---------- Task data

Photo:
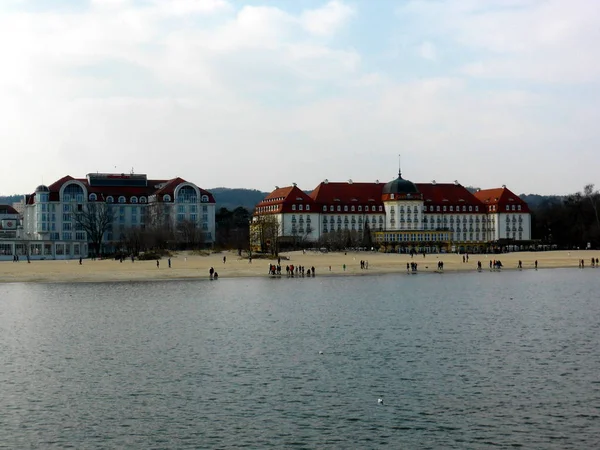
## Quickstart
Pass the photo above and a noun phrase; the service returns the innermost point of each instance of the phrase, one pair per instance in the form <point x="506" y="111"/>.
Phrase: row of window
<point x="122" y="199"/>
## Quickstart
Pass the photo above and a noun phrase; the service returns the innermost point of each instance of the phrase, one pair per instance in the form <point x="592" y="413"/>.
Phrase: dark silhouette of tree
<point x="94" y="218"/>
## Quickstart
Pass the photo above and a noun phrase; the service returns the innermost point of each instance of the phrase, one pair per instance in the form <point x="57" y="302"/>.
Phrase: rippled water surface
<point x="461" y="360"/>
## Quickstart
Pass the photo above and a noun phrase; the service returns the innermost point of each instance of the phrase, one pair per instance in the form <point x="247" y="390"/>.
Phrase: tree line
<point x="568" y="222"/>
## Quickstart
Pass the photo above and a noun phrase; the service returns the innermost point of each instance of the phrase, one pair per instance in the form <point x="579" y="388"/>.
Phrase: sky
<point x="258" y="94"/>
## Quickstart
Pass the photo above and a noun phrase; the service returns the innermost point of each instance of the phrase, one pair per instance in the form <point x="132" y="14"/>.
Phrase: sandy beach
<point x="187" y="266"/>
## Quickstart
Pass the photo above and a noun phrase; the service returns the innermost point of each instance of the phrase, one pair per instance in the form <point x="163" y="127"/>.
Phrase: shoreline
<point x="186" y="266"/>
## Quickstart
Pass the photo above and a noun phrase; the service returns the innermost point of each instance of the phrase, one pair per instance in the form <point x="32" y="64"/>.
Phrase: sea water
<point x="462" y="360"/>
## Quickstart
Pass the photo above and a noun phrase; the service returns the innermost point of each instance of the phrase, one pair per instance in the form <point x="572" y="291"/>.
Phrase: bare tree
<point x="94" y="218"/>
<point x="592" y="196"/>
<point x="188" y="234"/>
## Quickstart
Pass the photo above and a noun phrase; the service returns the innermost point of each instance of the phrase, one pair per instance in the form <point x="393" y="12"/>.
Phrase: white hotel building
<point x="49" y="231"/>
<point x="400" y="215"/>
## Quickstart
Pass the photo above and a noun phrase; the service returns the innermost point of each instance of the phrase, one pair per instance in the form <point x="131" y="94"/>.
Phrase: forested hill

--------------------

Can you retype every record above exactly, leaving out the pictures?

Photo:
## Quickstart
Pass the photo above and a noun phrase; the service returns the innermost point of each instance of the phrase, one pair per instance in the form <point x="506" y="111"/>.
Phrase: row of window
<point x="122" y="199"/>
## Quickstart
Pass the photo above and a noun phrase; the service returns the innermost point of each instance of the phrase, one pair per instance in the form <point x="592" y="413"/>.
Phrase: dark silhouette of tree
<point x="94" y="218"/>
## Quickstart
Pass the photo above and a noun phrase; the service returns the innermost point of each instance of the phrase, one pair per instance in the form <point x="57" y="302"/>.
Phrase: rippled water surface
<point x="461" y="360"/>
## Quickstart
Pass the photo above and a noun phrase; the service returns the innermost point of each instance of the phrase, one pair per instance in the form <point x="247" y="390"/>.
Phrase: tree line
<point x="568" y="222"/>
## Quickstart
Pass the photo above and a noun phrase; the service returns the innermost point of each instance of the phrase, one pair per instance in the form <point x="579" y="388"/>.
Phrase: sky
<point x="258" y="94"/>
## Quickstart
Pass the photo above and a noun phrase; the service returns the innermost point of each instance of the phrase, one pair per instance in the form <point x="132" y="14"/>.
Phrase: sandy beach
<point x="187" y="266"/>
## Quickstart
Pass the photo above and a noun phrase; the service returns the innermost point of each instance of the phrase, one pair per instance in the form <point x="163" y="127"/>.
Phrase: shoreline
<point x="186" y="266"/>
## Quickstart
Pass the photo above and a noun phrase; the service returns the innermost point of each instance of the phrase, one pair per instance in the form <point x="32" y="64"/>.
Phrase: sea water
<point x="462" y="360"/>
## Quickstart
Pass the photo above and a noun phrase; the service returns the innermost point of each instance of the phrase, one pair per instance in the form <point x="572" y="291"/>.
Phrase: bare tree
<point x="94" y="218"/>
<point x="592" y="196"/>
<point x="188" y="234"/>
## Quickstart
Pass the photo above and a noun phrase; the service returns the innermost point of each instance of the phrase, one pair per instance in the form <point x="393" y="12"/>.
Phrase: white hotel building
<point x="49" y="231"/>
<point x="400" y="215"/>
## Quickstart
Pass the photo above and a noun phrase; the service returns the innermost point of each instance of the phrase, one pair per instance in the form <point x="131" y="94"/>.
Phrase: forested hill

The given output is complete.